Excerpt provided.
>>>
Currie & Brown: UK construction costs could still rise despite Middle East agreement
Currie & Brown, a world-leading project management, cost management and advisory services firm, has published new research into the impact of oil price volatility on construction markets around the world.
In the UK, steel prices could increase by up to 9.1% by September under a higher oil price scenario. Copper could rise by 5.5% and aluminium by as much as 12.4%. Demand for these materials remains strong, driven by investment in digital infrastructure, energy transition projects and MEP-intensive developments such as data centres and retrofit programmes. As a result, data centre construction costs could increase by up to 6.8%, while hotel projects could see costs rise by around 7%.
The agreement between the US and Iran to bring an end to conflict has begun to ease concerns around oil supply and shipping routes through the Strait of Hormuz. However, a return to normal will take time, and uncertainty remains over where oil prices will settle and how markets will respond in the months ahead.
For the construction industry, the implications extend far beyond fuel costs. Energy prices influence the manufacture and transportation of key materials, including steel, copper and aluminium, as well as supplier pricing, procurement strategies and project delivery. Drawing on historical market data, commodity trends and project cost intelligence, Currie & Brown’s research models a range of potential outcomes under different oil price scenarios.
<<<
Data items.
>>>
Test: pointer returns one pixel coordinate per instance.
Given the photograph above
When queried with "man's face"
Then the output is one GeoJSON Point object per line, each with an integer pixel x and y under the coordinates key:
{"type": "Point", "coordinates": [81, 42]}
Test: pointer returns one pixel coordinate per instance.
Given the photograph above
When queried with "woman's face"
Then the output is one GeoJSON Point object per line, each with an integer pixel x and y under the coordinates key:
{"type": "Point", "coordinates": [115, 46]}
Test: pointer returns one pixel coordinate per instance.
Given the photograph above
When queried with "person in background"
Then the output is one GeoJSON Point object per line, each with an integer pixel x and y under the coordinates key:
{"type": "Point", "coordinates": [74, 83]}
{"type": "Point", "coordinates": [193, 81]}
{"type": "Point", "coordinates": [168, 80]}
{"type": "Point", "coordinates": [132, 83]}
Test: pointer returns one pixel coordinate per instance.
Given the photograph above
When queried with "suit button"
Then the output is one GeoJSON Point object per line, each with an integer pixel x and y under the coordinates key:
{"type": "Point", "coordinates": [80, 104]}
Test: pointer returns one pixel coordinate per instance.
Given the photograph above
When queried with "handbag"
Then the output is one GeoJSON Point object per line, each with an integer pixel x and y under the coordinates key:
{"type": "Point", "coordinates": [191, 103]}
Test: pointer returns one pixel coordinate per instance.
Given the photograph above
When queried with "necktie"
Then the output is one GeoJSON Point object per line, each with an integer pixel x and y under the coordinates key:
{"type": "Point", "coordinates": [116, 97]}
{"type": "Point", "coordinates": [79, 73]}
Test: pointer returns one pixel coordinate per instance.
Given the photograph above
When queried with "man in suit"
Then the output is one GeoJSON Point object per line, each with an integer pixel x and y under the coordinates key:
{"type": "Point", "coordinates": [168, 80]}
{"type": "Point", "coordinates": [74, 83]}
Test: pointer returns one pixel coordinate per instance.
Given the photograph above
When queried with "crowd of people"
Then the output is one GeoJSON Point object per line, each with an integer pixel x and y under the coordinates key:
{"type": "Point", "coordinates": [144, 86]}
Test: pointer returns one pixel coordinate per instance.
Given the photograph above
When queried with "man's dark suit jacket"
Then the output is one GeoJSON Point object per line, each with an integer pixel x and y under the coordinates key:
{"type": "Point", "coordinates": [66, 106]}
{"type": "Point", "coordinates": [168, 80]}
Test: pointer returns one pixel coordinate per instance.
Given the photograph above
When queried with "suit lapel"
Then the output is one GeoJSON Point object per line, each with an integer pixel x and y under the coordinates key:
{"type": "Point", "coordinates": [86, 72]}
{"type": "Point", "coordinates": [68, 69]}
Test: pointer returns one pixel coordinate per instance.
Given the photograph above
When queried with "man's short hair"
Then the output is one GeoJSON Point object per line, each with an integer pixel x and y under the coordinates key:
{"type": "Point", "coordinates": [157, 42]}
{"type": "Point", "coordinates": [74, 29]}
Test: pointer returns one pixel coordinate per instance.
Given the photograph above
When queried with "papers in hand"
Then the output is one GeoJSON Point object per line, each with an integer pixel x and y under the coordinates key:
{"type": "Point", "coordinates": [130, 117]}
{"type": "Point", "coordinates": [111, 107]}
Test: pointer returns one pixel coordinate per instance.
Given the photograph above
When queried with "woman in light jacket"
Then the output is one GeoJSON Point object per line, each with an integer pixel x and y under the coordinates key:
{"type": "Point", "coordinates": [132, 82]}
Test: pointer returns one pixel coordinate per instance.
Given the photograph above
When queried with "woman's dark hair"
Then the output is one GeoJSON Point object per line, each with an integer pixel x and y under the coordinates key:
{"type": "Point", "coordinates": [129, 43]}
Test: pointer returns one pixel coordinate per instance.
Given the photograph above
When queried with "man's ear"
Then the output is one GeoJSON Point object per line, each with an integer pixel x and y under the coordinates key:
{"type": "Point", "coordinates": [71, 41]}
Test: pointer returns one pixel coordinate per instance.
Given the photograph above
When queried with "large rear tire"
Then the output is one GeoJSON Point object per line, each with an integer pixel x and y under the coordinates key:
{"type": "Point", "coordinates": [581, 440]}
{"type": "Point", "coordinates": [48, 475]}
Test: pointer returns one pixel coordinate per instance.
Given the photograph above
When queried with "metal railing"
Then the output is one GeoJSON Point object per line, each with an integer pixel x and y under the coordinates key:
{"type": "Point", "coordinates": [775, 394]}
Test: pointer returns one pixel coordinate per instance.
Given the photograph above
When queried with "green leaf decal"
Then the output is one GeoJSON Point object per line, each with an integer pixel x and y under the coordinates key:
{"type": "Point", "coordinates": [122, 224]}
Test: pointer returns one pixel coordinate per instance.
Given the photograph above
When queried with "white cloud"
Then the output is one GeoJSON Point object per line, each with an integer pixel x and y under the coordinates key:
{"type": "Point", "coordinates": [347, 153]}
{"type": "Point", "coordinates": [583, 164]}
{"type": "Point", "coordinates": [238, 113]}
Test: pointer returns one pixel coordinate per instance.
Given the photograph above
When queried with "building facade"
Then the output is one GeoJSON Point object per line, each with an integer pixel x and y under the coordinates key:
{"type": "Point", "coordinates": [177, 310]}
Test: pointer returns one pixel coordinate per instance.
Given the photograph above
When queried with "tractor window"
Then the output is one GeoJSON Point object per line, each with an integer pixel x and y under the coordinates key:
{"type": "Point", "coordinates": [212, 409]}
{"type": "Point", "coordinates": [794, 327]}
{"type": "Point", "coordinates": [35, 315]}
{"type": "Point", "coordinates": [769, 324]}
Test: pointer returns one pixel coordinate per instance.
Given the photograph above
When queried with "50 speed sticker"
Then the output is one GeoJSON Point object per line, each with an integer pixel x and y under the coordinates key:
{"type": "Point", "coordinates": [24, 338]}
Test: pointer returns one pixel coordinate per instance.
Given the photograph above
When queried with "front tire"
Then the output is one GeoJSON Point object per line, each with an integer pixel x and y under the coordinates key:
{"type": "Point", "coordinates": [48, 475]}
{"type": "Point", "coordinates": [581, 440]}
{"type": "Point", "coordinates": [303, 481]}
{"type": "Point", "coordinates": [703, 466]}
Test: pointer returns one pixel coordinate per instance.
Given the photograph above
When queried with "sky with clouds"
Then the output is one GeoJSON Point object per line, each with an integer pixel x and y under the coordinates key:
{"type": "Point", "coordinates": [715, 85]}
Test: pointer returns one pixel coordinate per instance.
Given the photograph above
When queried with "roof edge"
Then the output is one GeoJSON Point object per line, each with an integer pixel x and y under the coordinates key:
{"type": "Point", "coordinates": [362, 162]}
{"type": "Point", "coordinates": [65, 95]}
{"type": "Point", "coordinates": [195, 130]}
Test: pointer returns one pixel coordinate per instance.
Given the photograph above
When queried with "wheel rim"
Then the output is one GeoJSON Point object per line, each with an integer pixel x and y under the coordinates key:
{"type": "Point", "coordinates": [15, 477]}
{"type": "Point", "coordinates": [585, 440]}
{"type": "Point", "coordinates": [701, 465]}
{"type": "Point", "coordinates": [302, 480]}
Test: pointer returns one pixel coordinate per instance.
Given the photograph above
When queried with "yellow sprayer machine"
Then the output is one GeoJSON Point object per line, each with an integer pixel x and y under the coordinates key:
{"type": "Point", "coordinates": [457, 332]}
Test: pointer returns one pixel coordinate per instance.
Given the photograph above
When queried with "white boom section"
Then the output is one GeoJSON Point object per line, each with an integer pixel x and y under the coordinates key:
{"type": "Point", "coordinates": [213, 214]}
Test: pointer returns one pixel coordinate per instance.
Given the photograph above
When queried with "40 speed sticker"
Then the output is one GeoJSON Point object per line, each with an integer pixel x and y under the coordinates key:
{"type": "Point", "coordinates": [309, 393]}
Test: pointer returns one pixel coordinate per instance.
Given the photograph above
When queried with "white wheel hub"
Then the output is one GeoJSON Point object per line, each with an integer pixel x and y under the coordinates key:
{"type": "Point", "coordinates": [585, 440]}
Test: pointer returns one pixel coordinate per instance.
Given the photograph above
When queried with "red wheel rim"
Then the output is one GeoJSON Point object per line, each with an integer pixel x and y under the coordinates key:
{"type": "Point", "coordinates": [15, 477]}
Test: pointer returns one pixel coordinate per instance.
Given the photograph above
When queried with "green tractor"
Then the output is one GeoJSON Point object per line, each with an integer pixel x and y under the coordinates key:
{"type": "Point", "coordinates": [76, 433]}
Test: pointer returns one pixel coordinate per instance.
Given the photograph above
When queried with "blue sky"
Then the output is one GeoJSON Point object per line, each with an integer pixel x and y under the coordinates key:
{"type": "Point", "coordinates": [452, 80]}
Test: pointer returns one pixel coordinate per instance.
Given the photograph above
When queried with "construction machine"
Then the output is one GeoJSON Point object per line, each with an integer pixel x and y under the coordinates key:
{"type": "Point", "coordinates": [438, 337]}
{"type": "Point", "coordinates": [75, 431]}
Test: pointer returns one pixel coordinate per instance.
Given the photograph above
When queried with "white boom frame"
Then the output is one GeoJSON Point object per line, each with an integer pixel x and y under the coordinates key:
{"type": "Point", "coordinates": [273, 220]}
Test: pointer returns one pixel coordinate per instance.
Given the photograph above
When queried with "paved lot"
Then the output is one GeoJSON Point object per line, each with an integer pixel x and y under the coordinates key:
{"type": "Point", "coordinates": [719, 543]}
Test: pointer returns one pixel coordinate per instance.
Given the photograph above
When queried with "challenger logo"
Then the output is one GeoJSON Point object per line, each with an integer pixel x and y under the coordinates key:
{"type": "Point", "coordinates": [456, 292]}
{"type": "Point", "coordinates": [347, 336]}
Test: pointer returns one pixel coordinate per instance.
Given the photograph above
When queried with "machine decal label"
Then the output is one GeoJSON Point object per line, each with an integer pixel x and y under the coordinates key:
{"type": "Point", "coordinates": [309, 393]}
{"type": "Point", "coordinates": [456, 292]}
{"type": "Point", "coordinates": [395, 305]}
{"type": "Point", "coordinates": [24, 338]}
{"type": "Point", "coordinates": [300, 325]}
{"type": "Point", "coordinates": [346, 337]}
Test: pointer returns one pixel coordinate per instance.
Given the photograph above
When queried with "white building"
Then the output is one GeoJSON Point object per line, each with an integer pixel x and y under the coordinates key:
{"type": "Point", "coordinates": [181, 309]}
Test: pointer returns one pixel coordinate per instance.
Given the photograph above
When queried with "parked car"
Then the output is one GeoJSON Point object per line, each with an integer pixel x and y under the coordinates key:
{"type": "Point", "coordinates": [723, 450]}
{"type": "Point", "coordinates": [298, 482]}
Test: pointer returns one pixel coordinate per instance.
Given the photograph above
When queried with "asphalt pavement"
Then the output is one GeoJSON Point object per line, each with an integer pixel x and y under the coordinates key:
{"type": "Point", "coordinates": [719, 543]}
<<<
Written tasks.
- A) List each material that the article on UK construction costs gives a projected UK price rise for, along with its percentage.
- B) In the article on UK construction costs, what agreement has begun to ease concerns around oil supply and shipping routes?
None of the data items are needed here.

Answers to each task.
- A)
Steel: up to 9.1%
Copper: 5.5%
Aluminium: as much as 12.4%

- B) The agreement between the US and Iran to bring an end to conflict.